_Selected extract_:
■ ■ ■ ■
Big Banks Are Funding Climate Disaster. Business Needs to Push Back.

By Paul Polman

         Illustration by Maria Corte


We now have confirmation that humankind is causing runaway climate change. 

The world’s most authoritative climate science body, the United Nations’ Intergovernmental Panel on Climate Change, or IPCC, says unequivocally that we are headed toward catastrophe within two decades, and that extreme weather and ensuing chaos are already with us.

In light of this knowledge, it is staggering the degree to which the global banking sector continues to fund the crisis.

In the five years since the Paris Agreement, our 60 biggest banks have increased their investment in coal, oil, and gas to nearly $4 trillion. 

This is compared with the $203 billion in bonds and loans that has gone toward renewable projects—just 5% of what has gone into fossil-fuel financing.

True, there are sincere and impressive efforts, including from some major banks and insurers, to decarbonize. 

A growing number of investors are demanding greater transparency over their exposure to climate risk.

But across the sector, progress is narrow and slow. 

On average each day, Wall Street’s banks funnel $1 of every $10 they hold into fossil fuels. 

Undoubtedly, they are motivated more by the interests of a few shareholders than the future of humanity.

The IPCC’s report isn’t without hope. 

The one upside of knowing for certain that climate change is man-made is knowing that the future is in our hands. 

Deep cuts in greenhouse-gas emissions could still stabilize rising temperatures. 

But it cannot happen, irrespective of the actions of governments, industry, and society, if the so-called masters of the universe continue to fund planetary suicide.

Shifting finance won’t be easy. 

Big banks don’t need fossil fuels. 

These investments carry numerous risks, from reputational damage to legal exposure and the imposition of new regulations that will leave assets stranded. 

Indeed, renewables now offer a considerably more attractive return. 

But a toxic combination of vested interest, greed, laziness, and frankly a lack of moral leadership is conspiring against change.

An important and underused tactic can help: CEO activism. 

Responsible business leaders can and must start making greater demands of irresponsible banks.

Anything else is an abdication of corporate duty. 

It is good news that so many companies have introduced targets to reduce their direct emissions (known as “scope 1 and 2” emissions), and some, their indirect emissions (scope 3).
■ ■ ■ ■
_Your goal_:
Please continue the article above on big banks funding fossil fuels, starting after its last sentence.
■ ■ ■ ■
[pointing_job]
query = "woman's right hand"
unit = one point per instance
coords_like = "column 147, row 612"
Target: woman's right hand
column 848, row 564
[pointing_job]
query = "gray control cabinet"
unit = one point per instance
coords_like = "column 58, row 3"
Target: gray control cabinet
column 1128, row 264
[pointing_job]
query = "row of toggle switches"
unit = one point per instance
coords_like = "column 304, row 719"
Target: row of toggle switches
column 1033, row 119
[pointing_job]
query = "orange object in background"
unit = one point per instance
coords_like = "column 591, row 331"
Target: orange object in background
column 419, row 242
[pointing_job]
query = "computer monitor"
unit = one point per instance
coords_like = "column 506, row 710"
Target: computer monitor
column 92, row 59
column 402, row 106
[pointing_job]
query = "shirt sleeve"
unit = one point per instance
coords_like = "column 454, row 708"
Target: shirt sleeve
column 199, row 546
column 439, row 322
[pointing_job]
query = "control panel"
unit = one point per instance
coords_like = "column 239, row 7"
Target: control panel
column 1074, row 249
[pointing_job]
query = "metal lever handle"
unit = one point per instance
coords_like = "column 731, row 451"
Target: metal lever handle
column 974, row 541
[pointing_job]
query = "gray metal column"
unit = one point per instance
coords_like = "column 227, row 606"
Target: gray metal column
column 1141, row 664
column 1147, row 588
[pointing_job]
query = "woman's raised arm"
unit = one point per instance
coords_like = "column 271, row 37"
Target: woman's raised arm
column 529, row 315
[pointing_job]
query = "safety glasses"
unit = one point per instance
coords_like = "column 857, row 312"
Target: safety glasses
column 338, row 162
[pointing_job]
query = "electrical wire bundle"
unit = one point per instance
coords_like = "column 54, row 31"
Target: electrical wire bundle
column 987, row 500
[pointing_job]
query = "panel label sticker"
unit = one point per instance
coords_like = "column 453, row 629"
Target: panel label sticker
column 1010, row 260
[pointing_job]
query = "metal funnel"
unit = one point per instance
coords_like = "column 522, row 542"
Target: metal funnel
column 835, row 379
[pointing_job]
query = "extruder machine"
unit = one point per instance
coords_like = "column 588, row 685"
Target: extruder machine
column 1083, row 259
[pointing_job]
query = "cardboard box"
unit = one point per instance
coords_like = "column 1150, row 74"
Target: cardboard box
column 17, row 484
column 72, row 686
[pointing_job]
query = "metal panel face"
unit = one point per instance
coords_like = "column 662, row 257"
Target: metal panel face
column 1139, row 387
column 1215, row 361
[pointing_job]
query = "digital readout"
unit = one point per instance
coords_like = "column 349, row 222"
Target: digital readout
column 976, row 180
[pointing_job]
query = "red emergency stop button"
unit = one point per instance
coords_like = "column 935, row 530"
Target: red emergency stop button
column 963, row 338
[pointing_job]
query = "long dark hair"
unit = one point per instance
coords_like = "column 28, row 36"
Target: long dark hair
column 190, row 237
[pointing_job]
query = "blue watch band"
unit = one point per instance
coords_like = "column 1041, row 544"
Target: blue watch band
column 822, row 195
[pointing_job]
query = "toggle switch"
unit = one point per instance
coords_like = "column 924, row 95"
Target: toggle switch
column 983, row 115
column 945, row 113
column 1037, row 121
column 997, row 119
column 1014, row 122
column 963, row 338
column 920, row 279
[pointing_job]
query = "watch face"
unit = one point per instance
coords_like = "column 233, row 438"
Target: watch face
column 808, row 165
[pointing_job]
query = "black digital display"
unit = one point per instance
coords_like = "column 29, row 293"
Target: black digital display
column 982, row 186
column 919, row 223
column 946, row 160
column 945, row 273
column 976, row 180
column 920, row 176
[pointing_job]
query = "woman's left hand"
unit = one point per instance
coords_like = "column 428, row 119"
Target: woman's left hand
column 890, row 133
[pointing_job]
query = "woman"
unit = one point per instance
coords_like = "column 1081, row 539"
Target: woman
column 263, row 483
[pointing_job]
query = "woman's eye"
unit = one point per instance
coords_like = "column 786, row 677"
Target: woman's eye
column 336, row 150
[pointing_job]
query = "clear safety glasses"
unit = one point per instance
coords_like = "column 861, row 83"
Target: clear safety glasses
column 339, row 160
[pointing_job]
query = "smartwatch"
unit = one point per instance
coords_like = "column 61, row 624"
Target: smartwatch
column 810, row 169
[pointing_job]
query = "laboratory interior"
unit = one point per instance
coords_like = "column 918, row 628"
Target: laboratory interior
■ ■ ■ ■
_Exercise response_:
But responsibility goes further, extending to all partners in a company’s value chain, including the banks it deals with. 

If your business banks with an institution that finances global warming, it rightly reflects badly on you.

Most big firms apply some sort of standard to the partners they hire for other services. 

Too few have used this power to raise standards in finance. 

If you wouldn’t bring on a public-relations firm that helps sell tobacco, why prop up a bank whose investments are propelling us toward climate disaster? 

Why indirectly support lending to a fossil-fuel industry that will render your own climate commitments impossible to achieve?

When I was CEO of Unilever, we were the first in the consumer-goods sector to issue green bonds, given to projects that cut carbon, water usage, and waste. 

We were already recognized as a leader in sustainable business, and we wanted to spur better behavior in banks, encouraging lending on the basis of environmental impact. 

We set equivalent conditions with partners across our value chain, not just as sticks but also as carrots to support those we worked with to realize their values.

It is a different way to conceive of corporate responsibility: taking ownership of all your social and environmental impacts, not just the most obvious consequences of your actions. 

The climate crisis demands this wider frame.

Taking full ownership of your actions is a core characteristic of what sustainability guru Andrew Winston and I call a “net positive” company in our new book. 

These courageous businesses thrive by giving more than they take, ultimately profiting by fixing problems rather than creating them.

Imagine a set of six concentric circles.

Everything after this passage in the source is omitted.